There is a township in Northumberland, England, near Alnwick,
and Warworth Castle, now called Hazon (or Hazen). In early records
it was written Heisende, and philiolgists beleive it was derived
from Hegges ende (softened into Heies ende), meaning end of the
hedge. To this day there are miles of hedge by the roadside in
the township.
From this town, the surname was derived. Hugh of Heisende [in
the Latin form, Hugo de Heisende] made an agreement 8 Sept. 1202
regarding 100 acres of wood in Heisende [Feet of Fines, John Northumberland,
case 180, file 2, no. 8]; a Hugo de Heisende is also found in
1256, in an Assize Roll of Northumberland, and in another Roll
in 1277 he appears as "Hugo Heisand [Surtees Society Pub.
88: 64,387].

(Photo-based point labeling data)

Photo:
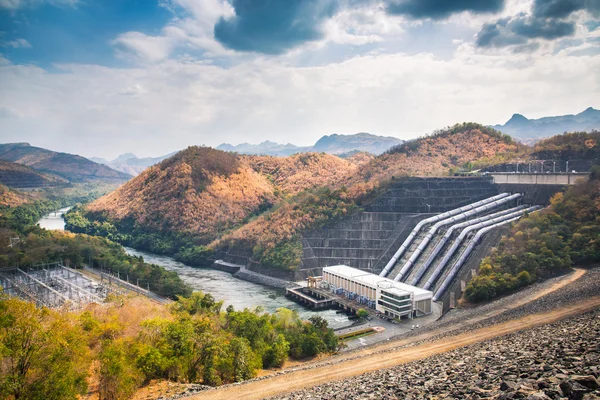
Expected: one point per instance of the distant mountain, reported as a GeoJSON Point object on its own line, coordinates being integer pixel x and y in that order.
{"type": "Point", "coordinates": [530, 129]}
{"type": "Point", "coordinates": [331, 144]}
{"type": "Point", "coordinates": [266, 148]}
{"type": "Point", "coordinates": [19, 176]}
{"type": "Point", "coordinates": [98, 160]}
{"type": "Point", "coordinates": [68, 166]}
{"type": "Point", "coordinates": [340, 144]}
{"type": "Point", "coordinates": [130, 163]}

§ **Given request**
Resume the account of how the Hazen surname arose in Northumberland, beginning after its final sentence.

§ **Final result**
Men removing from the town and settling elsewhere, during the
period when surnames were coming into use, would be called "de
Heisende" - from Heisende- to identify them by their place
of origin, and their offspring would become plain Heisende. The
name seems to have worked down through Yorkshire, south into Linconshire,
all on the eastern coast of England. Many records have been found,
in both printed and documentary sources, of the occurrence of
the name. It has been decided not to include full mention of these
records, partly because of space limitations, and even more because
no descent or generation sequence can be established, so that
the sporadic occurrance of the surname, variously spelled, is
of importance solely as indicating the continutity of appearance
of the surname in the northeast counties. It cannot be proved
that all who bore the surname in this region were of the same
blood, since more than one family deriving from the town of Heisende
may have adopted the name.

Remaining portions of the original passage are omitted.